Перепишите целиком, не меняя ни одного знака, приведенный ниже отрывок о занятиях в красноармейском клубе в Кремле.

> [Приведенный отрывок]:
--------------------------------------------------

Я имел случай через некоторое время слышать изложение руководящих начал «нового театра» в довольно откровенной форме и, как бы сказать, ближе к делу.

Я был приглашен читать в красноармейском клубе в Кремле, в клуб имени Свердлова. В Николаевском дворце, в бывших покоях великой княгини Елизаветы Феодоровны, за чудными зеркальными окнами, из которых вид на Замоскворечье, слонялись по паркетным полам, в шелковых креслах полулежали в папахах и шинелях красноармейские студийцы. Работа была неблагодарная. Слушателей моих гоняли на работу, на дежурства, в караулы, а то и вовсе угоняли на фронт. Состав слушателей всегда был другой, никакого курса вести нельзя было, ни одного даже стихотворения разучить. Это было вечное переначинание. Наконец сами руководители признали невозможность положения и пригласили преподавателей на совещание для выработки программы и упорядочения занятий. Такие маленькие «генуэзские конференции» по всем ведомствам не прекращались (по крайней мере в той области, с которой я приходил в соприкосновение), но результаты бывали не плодотворнее большой. На это совещание пришел помощник Мейерхольда, как тогда говорили, его правая рука. Это был некий Басалыга, когда?то помощник режиссера в Малом театре. Вот обмен мнений во время заседания, который мне запомнился. Один из преподавателей говорит, что надо завести класс выправления речи: нельзя же терпеть на сцене смешение говоров, — люди со всех концов России. Басалыга возражает:

— Выправлять речь? Для чего? Что ж такое, что всевозможные акценты? В России много народностей, все народности должны быть представлены в искусстве. Акцент? Луначарский говорит с акцентом, это не мешает ему быть прекрасным оратором.

--------------------------------------------------

> [Исходные материалы]:
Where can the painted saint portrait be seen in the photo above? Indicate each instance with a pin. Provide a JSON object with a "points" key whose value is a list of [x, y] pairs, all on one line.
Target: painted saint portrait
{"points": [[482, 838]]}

--------------------------------------------------

> [Результат выполнения]:
Я имел случай через некоторое время слышать изложение руководящих начал «нового театра» в довольно откровенной форме и, как бы сказать, ближе к делу.

Я был приглашен читать в красноармейском клубе в Кремле, в клуб имени Свердлова. В Николаевском дворце, в бывших покоях великой княгини Елизаветы Феодоровны, за чудными зеркальными окнами, из которых вид на Замоскворечье, слонялись по паркетным полам, в шелковых креслах полулежали в папахах и шинелях красноармейские студийцы. Работа была неблагодарная. Слушателей моих гоняли на работу, на дежурства, в караулы, а то и вовсе угоняли на фронт. Состав слушателей всегда был другой, никакого курса вести нельзя было, ни одного даже стихотворения разучить. Это было вечное переначинание. Наконец сами руководители признали невозможность положения и пригласили преподавателей на совещание для выработки программы и упорядочения занятий. Такие маленькие «генуэзские конференции» по всем ведомствам не прекращались (по крайней мере в той области, с которой я приходил в соприкосновение), но результаты бывали не плодотворнее большой. На это совещание пришел помощник Мейерхольда, как тогда говорили, его правая рука. Это был некий Басалыга, когда?то помощник режиссера в Малом театре. Вот обмен мнений во время заседания, который мне запомнился. Один из преподавателей говорит, что надо завести класс выправления речи: нельзя же терпеть на сцене смешение говоров, — люди со всех концов России. Басалыга возражает:

— Выправлять речь? Для чего? Что ж такое, что всевозможные акценты? В России много народностей, все народности должны быть представлены в искусстве. Акцент? Луначарский говорит с акцентом, это не мешает ему быть прекрасным оратором.